### Set problem 1
Answer these from the text on monitor elections:
(a) Under the original algorithm, which monitor wins the election?
(b) What do odd epochs represent?
(c) Which monitor does the "connectivity" algorithm try to elect?
### Set problem 2
Resume the text on monitor elections, continuing on from its final sentence.

>> START Reading passage

[ceph.git] / ceph / doc / dev / mon-elections.rst

=================
Monitor Elections
=================

The Original Algorithm
======================
Historically, monitor leader elections have been very simple: the lowest-ranked
monitor wins!

This is accomplished using a low-state "Elector" module (though it has now
been split into an Elector that handles message-passing, and an ElectionLogic
that makes the voting choices). It tracks the election epoch and not much
else. Odd epochs are elections; even epochs have a leader and let the monitor
do its ongoing work. When a timeout occurs or the monitor asks for a
new election, we bump the epoch and send out Propose messages to all known
monitors.
In general, if we receive an old message we either drop it or trigger a new
election (if we think the sender is newly-booted and needs to join quorum). If
we receive a message from a newer epoch, we bump up our epoch to match and
either Defer to the Proposer or else bump the epoch again and Propose
ourselves if we expect to win over them. When we receive a Propose within
our current epoch, we either Defer to the sender or ignore them (we ignore them
if they are of a higher rank than us, or higher than the rank we have already
deferred to).
(Note that if we have the highest rank it is possible for us to defer to every
other monitor in sequence within the same election epoch!)

This resolves under normal circumstances because all monitors agree on the
priority voting order, and epochs are only bumped when a monitor isn't
participating or sees a possible conflict with the known proposers.

The Problems
==============
The original algorithm didn't work at all under a variety of netsplit
conditions. This didn't manifest often in practice but has become
important as the community and commercial vendors move Ceph into
spaces requiring the use of "stretch clusters".

The New Algorithms
==================
We still default to the original ("classic") election algorithm, but
support letting users change to new ones via the CLI. These
algorithms are implemented as different functions and switch statements
within the ElectionLogic class.

The first algorithm is very simple: "disallow" lets you add monitors
to a list of disallowed leaders.
The second, "connectivity", incorporates connection score ratings
and elects the monitor with the best score.

Algorithm: disallow
===================
If a monitor is in the disallowed list, it always defers to another
monitor, no matter the rank. Otherwise, it is the same as the classic
algorithm is.
Since changing the disallowed list requires a paxos update, monitors
in an election together should always have the same set. This means
the election order is constant and static across the full monitor set
and elections resolve trivially (assuming a connected network).

This algorithm really just exists as a demo and stepping-stone to
the more advanced connectivity mode, but it may have utility in asymmetric
networks and clusters.

Algorithm: connectivity
=======================
This algorithm takes as input scores for each connection
(both ways, discussed in the next section) and attempts to elect the monitor
with the highest total score. We keep the same basic message-passing flow as the
classic algorithm, in which elections are driven by reacting to Propose messages.

>> END Reading passage
>> START Raw records

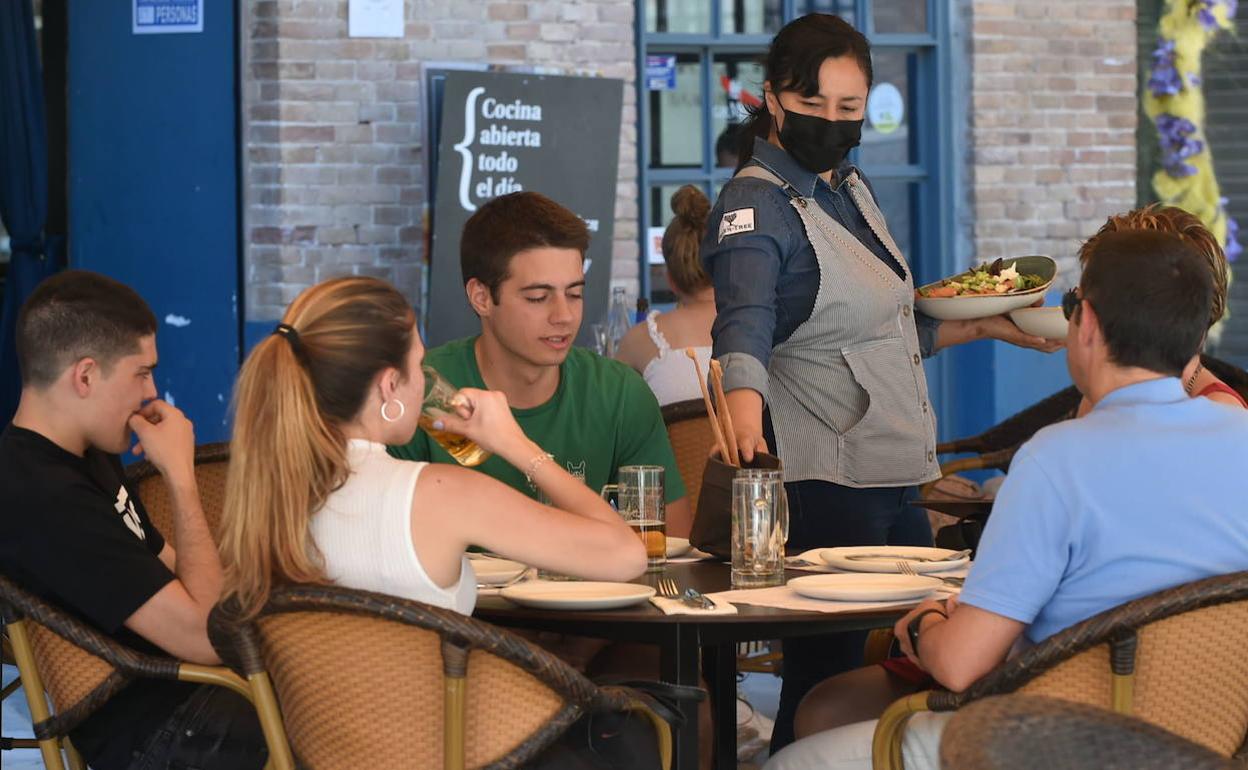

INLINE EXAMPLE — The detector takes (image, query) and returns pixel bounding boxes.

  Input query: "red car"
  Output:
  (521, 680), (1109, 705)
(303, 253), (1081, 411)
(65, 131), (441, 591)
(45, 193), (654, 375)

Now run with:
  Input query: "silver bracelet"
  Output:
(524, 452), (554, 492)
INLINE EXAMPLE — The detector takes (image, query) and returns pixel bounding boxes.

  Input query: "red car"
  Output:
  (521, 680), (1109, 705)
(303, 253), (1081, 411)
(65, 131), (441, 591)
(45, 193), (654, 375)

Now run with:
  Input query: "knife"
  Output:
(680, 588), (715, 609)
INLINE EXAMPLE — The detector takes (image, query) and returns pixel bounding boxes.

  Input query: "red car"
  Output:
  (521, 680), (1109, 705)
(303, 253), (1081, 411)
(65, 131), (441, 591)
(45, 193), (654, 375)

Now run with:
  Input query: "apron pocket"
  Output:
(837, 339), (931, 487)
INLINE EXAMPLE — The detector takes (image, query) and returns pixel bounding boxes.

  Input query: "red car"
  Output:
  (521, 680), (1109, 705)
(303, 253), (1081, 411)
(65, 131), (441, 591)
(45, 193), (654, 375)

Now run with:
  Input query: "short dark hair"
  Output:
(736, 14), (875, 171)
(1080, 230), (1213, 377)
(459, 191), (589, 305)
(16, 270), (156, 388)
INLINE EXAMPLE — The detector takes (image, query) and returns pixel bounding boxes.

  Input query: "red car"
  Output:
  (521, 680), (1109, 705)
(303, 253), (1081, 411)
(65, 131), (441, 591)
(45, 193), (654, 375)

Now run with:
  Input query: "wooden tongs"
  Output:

>> END Raw records
>> START Raw records

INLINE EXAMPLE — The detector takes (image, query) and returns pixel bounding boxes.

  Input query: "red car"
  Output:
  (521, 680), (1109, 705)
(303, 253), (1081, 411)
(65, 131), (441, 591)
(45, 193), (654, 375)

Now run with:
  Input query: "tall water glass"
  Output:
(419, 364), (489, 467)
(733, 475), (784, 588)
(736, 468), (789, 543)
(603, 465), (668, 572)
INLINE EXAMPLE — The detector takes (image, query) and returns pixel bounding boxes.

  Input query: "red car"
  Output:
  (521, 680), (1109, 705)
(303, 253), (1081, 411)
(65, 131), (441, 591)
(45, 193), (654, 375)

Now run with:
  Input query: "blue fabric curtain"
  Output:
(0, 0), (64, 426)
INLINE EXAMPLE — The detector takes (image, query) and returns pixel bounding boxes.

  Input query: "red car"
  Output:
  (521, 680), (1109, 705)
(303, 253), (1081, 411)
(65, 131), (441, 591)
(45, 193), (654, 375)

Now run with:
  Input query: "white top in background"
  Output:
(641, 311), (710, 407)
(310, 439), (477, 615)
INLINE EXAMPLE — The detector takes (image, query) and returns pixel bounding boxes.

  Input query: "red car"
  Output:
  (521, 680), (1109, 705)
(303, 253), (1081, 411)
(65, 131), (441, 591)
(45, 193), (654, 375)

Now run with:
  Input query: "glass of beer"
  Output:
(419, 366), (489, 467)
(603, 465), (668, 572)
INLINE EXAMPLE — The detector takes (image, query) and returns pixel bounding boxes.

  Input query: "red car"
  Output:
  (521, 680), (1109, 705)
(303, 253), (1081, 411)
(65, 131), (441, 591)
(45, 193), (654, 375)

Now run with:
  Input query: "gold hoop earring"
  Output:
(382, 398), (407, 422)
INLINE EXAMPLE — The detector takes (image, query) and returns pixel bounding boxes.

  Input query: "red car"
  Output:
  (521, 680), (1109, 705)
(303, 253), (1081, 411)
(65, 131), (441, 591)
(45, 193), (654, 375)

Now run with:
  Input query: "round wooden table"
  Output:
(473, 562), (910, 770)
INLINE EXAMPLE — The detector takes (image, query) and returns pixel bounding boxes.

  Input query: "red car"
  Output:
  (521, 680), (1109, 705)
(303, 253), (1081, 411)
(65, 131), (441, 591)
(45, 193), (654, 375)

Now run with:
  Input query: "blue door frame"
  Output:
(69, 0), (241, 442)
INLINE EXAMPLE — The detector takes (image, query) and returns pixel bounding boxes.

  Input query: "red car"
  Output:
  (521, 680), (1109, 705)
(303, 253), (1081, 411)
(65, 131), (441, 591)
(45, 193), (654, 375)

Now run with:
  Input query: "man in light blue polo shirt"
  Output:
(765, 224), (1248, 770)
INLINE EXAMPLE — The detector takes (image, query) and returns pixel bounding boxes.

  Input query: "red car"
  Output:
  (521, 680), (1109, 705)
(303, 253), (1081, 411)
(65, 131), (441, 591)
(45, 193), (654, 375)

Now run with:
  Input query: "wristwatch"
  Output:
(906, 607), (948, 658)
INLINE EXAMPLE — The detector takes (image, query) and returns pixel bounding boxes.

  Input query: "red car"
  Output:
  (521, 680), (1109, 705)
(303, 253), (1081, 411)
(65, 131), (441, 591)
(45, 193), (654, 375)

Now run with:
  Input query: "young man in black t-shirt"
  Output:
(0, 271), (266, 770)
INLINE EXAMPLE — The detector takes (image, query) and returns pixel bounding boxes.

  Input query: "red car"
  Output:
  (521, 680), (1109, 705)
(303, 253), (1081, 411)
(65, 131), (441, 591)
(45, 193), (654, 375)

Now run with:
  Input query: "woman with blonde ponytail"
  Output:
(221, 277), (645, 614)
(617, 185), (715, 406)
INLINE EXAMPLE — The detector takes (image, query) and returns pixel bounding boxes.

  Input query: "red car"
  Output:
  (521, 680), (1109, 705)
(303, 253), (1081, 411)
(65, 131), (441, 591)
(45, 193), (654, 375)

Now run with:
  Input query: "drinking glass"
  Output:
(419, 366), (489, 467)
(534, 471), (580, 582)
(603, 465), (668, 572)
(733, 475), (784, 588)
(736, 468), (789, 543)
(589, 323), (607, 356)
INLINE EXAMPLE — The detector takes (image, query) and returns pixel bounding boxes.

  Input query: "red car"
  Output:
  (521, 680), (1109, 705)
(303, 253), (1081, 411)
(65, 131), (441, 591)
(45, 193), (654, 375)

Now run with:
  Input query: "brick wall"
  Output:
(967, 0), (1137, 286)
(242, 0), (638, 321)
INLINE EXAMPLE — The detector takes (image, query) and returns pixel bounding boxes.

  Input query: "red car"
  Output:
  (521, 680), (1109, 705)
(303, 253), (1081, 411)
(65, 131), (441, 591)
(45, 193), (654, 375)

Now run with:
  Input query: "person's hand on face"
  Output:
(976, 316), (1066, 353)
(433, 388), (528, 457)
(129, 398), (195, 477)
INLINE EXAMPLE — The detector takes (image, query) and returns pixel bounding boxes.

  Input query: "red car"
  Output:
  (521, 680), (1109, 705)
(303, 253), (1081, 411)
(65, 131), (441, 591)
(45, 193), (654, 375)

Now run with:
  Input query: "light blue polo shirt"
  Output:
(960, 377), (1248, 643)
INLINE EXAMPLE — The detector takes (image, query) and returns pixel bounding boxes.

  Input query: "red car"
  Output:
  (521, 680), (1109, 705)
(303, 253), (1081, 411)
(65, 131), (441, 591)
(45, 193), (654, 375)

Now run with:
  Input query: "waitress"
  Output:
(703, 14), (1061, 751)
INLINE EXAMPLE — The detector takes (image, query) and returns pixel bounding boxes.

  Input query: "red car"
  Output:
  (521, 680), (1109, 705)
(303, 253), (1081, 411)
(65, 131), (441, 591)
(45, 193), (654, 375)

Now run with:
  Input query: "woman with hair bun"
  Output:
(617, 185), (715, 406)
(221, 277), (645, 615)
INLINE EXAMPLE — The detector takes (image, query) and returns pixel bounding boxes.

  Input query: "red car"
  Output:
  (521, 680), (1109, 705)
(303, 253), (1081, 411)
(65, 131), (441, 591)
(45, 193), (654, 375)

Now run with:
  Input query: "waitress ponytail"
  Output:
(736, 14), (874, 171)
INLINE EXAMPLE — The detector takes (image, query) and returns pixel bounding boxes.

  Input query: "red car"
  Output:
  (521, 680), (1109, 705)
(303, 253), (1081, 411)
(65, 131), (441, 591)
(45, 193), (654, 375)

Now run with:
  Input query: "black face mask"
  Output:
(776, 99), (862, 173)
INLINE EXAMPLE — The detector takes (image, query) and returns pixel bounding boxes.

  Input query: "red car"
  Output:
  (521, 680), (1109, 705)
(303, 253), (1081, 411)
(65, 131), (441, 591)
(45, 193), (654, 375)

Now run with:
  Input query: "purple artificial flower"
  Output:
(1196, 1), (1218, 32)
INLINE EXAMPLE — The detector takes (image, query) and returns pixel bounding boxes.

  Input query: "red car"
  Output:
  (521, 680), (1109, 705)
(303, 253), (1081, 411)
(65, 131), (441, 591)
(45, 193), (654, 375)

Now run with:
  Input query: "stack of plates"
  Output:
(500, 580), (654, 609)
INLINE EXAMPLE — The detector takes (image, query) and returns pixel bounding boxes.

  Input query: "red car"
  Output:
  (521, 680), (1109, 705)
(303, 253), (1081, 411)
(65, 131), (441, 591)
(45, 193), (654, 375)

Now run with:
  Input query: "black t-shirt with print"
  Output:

>> END Raw records
>> START Raw records

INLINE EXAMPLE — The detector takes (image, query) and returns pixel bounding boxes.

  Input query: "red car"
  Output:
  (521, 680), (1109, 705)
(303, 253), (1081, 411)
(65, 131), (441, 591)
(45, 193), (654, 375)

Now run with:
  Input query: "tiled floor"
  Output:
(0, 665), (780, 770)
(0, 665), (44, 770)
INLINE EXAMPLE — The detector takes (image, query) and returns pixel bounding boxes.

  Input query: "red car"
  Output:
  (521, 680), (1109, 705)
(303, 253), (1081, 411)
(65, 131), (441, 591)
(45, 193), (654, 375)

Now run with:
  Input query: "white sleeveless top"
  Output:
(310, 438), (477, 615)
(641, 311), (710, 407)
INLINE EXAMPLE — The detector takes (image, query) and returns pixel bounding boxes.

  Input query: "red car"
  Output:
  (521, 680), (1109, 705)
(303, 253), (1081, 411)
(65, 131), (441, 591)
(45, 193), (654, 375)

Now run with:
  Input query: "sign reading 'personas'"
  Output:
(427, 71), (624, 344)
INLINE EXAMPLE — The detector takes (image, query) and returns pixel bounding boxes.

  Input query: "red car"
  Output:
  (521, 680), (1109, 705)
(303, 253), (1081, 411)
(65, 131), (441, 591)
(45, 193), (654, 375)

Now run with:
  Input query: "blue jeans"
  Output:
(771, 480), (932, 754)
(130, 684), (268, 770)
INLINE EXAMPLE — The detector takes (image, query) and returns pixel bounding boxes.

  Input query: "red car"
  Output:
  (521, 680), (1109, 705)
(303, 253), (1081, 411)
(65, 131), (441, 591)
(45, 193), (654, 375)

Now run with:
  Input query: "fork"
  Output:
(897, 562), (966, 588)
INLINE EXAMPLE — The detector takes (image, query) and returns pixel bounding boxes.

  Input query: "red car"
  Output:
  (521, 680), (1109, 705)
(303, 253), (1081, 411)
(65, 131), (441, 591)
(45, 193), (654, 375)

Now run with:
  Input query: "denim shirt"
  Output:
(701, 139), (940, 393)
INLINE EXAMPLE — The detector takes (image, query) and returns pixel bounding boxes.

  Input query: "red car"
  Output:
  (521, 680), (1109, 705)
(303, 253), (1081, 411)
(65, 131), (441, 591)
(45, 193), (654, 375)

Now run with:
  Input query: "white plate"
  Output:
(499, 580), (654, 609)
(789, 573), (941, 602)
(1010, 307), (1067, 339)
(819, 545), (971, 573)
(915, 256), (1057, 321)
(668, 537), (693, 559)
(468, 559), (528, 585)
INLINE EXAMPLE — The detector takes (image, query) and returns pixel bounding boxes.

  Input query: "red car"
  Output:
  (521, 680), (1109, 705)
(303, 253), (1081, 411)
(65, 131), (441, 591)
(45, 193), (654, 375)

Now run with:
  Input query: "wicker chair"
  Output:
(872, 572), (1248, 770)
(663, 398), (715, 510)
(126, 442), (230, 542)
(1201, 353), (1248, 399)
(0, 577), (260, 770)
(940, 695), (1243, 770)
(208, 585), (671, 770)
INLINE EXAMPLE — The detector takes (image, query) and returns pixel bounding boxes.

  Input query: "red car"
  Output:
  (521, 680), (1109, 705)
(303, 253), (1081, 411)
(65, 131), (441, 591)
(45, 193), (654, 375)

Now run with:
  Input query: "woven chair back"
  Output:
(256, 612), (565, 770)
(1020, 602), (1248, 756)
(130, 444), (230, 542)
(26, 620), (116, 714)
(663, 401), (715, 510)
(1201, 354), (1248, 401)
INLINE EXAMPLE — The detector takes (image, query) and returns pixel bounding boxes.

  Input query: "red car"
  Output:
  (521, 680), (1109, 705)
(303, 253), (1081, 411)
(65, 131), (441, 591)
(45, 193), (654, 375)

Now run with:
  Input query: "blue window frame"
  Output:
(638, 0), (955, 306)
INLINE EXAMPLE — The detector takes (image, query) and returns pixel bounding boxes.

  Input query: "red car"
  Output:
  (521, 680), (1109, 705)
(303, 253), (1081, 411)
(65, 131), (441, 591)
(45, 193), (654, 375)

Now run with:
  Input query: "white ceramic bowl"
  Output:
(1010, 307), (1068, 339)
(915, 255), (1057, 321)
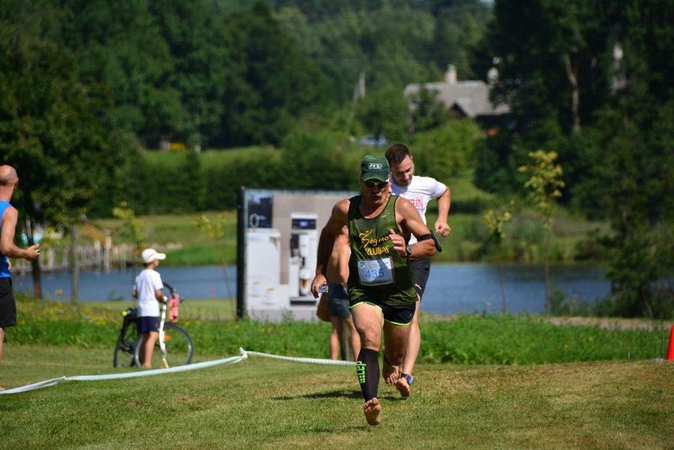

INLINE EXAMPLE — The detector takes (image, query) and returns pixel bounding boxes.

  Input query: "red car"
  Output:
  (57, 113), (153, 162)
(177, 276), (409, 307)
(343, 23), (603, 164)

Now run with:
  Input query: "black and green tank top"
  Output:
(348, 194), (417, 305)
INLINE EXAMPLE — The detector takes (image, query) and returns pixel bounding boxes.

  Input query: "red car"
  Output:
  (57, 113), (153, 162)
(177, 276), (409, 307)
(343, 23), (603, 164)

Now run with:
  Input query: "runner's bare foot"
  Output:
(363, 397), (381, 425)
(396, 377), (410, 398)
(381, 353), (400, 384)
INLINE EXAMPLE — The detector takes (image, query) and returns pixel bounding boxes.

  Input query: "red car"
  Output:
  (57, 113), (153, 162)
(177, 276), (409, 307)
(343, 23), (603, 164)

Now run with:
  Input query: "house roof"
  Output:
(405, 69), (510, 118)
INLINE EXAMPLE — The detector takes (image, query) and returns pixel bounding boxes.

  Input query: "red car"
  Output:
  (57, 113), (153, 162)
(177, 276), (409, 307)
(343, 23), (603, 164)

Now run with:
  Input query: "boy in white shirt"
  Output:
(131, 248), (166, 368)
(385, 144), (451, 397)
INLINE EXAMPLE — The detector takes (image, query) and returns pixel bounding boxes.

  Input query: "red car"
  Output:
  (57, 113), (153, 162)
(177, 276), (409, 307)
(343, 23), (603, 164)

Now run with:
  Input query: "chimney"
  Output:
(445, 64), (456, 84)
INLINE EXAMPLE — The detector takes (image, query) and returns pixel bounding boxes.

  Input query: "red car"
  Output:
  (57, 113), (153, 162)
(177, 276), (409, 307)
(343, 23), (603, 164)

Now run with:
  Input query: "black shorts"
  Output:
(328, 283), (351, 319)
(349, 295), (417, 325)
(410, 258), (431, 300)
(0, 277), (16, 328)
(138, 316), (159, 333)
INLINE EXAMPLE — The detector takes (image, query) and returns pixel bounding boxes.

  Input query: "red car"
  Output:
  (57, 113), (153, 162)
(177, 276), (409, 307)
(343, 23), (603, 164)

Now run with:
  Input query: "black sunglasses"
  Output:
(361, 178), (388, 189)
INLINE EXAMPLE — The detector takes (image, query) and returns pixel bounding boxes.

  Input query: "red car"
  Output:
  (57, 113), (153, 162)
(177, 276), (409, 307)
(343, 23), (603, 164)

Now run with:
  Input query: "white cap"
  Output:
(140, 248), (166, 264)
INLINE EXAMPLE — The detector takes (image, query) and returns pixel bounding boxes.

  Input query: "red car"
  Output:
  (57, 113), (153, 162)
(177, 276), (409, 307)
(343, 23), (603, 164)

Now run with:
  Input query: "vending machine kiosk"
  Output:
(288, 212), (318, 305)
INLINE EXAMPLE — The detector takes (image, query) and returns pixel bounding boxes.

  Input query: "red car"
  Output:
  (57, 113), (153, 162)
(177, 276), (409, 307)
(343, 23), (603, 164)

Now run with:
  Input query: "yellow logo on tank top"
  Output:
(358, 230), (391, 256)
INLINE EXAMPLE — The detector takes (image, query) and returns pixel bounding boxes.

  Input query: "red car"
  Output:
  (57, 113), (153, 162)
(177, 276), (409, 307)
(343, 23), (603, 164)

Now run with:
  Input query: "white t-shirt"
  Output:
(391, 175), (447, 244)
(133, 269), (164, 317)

>> END Raw records

### Expected answer 1
(a) The lowest-ranked monitor.
(b) Elections.
(c) The monitor with the highest total connection score.

### Expected answer 2
But this has several challenges since unlike ranks, scores are not static (and
might change during an election!). To guarantee an election epoch does not
produce multiple leaders, we must maintain two key invariants:
* Monitors must maintain static scores during an election epoch
* Any deferral must be transitive -- if A defers to B and then to C,
B had better defer to C as well!

We handle these very explicitly: by branching a copy stable_peer_tracker
of our peer_tracker scoring object whenever starting an election (or
bumping the epoch), and by refusing to defer to a monitor if it won't
be deferred to by our current leader choice. (All Propose messages include
a copy of the scores the leader is working from, so peers can evaluate them.)

Of course, those modifications can easily block. To guarantee forward progress,
we make several further adjustments:
* If we want to defer to a new peer, but have already deferred to a peer
whose scores don't allow that, we bump the election epoch and start()
the election over again.
* All election messages include the scores the sender is aware of.

This guarantees we will resolve the election as long as the network is
reasonably stable (even if disconnected): As long as all score "views"
result in the same deferral order, an election will complete normally. And by
broadly sharing scores across the full set of monitors, monitors rapidly
converge on the global newest state.

This algorithm has one further important feature compared to the classic and
disallowed handlers: it can ignore out-of-quorum peers. Normally, whenever
a monitor B receives a Propose from an out-of-quorum peer C, B will itself trigger
a new election to give C an opportunity to join. But because the
highest-scoring monitor A may be netsplit from C, this is not desirable. So in
the connectivity election algorithm, B only "forwards" Propose messages when B's
scores indicate the cluster would choose a leader other than A.

Connection Scoring
==================
We implement scoring within the ConnectionTracker class, which is
driven by the Elector and provided to ElectionLogic as a resource. Elector
is responsible for sending out MMonPing messages, and for reporting the
results in to the ConnectionTracker as calls to report_[live|dead]_connection
with the relevant peer and the time units the call counts for. (These time units
are seconds in the monitor, but the ConnectionTracker is agnostic and our unit
tests count simple time steps.)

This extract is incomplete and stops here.